WHAT YOU NEED TO DO – Pull out each of the items below and reproduce every line of them word for word, with nothing changed.

SOURCE DATA –
━━━━━━

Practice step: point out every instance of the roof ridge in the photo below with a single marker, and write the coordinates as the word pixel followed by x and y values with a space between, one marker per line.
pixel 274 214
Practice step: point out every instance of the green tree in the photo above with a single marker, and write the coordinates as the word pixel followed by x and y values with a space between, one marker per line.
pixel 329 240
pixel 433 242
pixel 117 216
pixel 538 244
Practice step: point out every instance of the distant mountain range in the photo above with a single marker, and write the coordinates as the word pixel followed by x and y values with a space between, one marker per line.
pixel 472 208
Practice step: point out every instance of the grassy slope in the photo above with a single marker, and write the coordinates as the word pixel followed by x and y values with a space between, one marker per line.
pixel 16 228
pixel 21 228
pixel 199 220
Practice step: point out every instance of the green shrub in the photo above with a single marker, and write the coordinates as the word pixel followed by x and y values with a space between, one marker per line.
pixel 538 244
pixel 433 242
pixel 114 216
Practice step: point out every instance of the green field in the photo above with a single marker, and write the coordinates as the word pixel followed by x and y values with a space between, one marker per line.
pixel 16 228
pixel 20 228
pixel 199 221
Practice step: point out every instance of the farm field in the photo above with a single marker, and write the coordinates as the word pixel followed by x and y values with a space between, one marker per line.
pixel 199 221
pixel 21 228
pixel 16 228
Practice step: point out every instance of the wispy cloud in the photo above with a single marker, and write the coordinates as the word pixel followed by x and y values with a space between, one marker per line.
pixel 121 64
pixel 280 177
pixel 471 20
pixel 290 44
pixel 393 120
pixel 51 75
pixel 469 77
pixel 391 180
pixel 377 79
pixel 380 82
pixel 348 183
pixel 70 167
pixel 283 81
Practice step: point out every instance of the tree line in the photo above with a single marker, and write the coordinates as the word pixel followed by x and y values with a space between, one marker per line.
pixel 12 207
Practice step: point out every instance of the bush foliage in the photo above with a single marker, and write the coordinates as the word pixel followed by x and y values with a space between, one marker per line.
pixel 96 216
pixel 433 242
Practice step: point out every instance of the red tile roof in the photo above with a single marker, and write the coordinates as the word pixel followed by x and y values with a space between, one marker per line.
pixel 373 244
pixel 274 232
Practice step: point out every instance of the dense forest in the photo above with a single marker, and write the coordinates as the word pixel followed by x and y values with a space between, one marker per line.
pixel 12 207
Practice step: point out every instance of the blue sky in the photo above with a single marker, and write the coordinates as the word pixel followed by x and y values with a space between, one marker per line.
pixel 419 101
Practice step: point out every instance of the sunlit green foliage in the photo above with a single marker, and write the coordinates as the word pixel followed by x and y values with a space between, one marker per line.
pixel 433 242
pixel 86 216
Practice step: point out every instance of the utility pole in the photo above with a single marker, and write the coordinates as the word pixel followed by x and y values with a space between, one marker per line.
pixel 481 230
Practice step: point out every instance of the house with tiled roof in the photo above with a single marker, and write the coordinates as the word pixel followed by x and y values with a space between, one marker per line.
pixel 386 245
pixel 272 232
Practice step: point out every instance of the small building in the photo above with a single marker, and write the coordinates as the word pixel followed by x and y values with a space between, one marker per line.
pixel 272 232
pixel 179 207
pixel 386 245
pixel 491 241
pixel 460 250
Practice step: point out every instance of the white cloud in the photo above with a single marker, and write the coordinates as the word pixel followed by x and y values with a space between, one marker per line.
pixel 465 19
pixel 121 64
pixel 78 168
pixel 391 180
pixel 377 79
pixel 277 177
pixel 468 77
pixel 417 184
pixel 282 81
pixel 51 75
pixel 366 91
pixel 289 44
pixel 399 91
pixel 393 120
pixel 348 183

━━━━━━

SOLUTION TO THE PROBLEM –
Practice step: point out every instance of the roof ridge in the photo below with a single marker, and write the coordinates as the word pixel followed by x and y values with a space between, one marker per line.
pixel 274 214
Practice step: point out every instance of the green tree in the photo above with a single marker, and write the coordinates as the word pixel followed by x and y values with a space between, one marker per line.
pixel 329 240
pixel 433 242
pixel 117 216
pixel 538 244
Practice step: point out every instance of the distant mountain range in the photo above with a single marker, and write the coordinates as the word pixel followed by x and y values with a space between, one marker per line.
pixel 472 208
Practice step: point out every instance of the grassy slope in the photo above with a single marker, and write the coordinates as the word pixel followed by x and y values with a space between, one marker per line.
pixel 16 228
pixel 21 228
pixel 199 220
Practice step: point out every instance of the green shrub in the photo above with a single marker, and write the coordinates as the word pixel followed by x and y values with a space between, one marker per line.
pixel 538 244
pixel 433 242
pixel 114 216
Practice step: point out every instance of the green field in the photo above with a single marker, and write the coordinates as the word pixel followed by x and y values with a space between, one marker per line.
pixel 16 228
pixel 20 228
pixel 199 221
Practice step: point out every instance of the farm field in the photo above with a single marker, and write the coordinates as the word pixel followed by x and y values with a space between, one marker per line.
pixel 199 221
pixel 21 228
pixel 16 228
Practice step: point out every instance of the wispy cloud in the photo above with a single marker, and write the coordinates as the word pixel followed by x and y values with a space between, one marker per line.
pixel 121 64
pixel 280 177
pixel 471 20
pixel 290 44
pixel 393 120
pixel 51 75
pixel 469 77
pixel 391 180
pixel 377 79
pixel 380 82
pixel 348 183
pixel 70 167
pixel 283 81
Practice step: point out every instance of the tree line in the photo above with a single marker, and write the coordinates as the word pixel followed by x and y values with a space between, one marker per line.
pixel 12 207
Practice step: point out every instance of the bush foliage in the photo above with a single marker, and write the coordinates as the word pixel followed by x and y values with a space between, one marker per line.
pixel 96 216
pixel 433 242
Practice step: point out every instance of the red tile roof in the photo above with a single marker, and write the coordinates as the word pixel followed by x and y values with a space between, one marker per line.
pixel 373 244
pixel 274 232
Practice step: point out every instance of the dense forest in the photo above with a single marker, and write the coordinates as the word pixel followed by x and y values with a space between, one marker per line.
pixel 12 207
Practice step: point out every instance of the blue sky in the photo above with a single marker, and write the coordinates as the word pixel followed by x and y values with a space between, one marker per line.
pixel 419 101
Practice step: point out every instance of the sunlit green foliage in the photo above with a single marker, and write the coordinates as the word pixel followed by x and y values with a space between, one marker per line.
pixel 433 242
pixel 86 216
Practice step: point out every instance of the utility pole in the photo above with a single marker, and write the coordinates as the word pixel followed by x and y values with a space between, one marker per line.
pixel 481 230
Practice step: point out every instance of the house with tiled roof in the photo above with a single marker, and write the coordinates as the word pixel followed by x and y values with a space between, one marker per line.
pixel 386 245
pixel 272 232
Practice step: point out every instance of the small building in the photo above with a single marker, and write the coordinates as the word pixel followed by x and y values with a space between, one marker per line.
pixel 272 232
pixel 179 207
pixel 386 245
pixel 491 241
pixel 460 250
Practice step: point out every instance of the white cloud in the photo above with a single marker, and write the coordinates as the word pixel followed by x and y values with a space between, one marker per line.
pixel 465 19
pixel 121 64
pixel 78 168
pixel 391 180
pixel 377 79
pixel 277 177
pixel 468 77
pixel 417 184
pixel 282 81
pixel 51 75
pixel 366 91
pixel 289 44
pixel 399 91
pixel 393 120
pixel 348 183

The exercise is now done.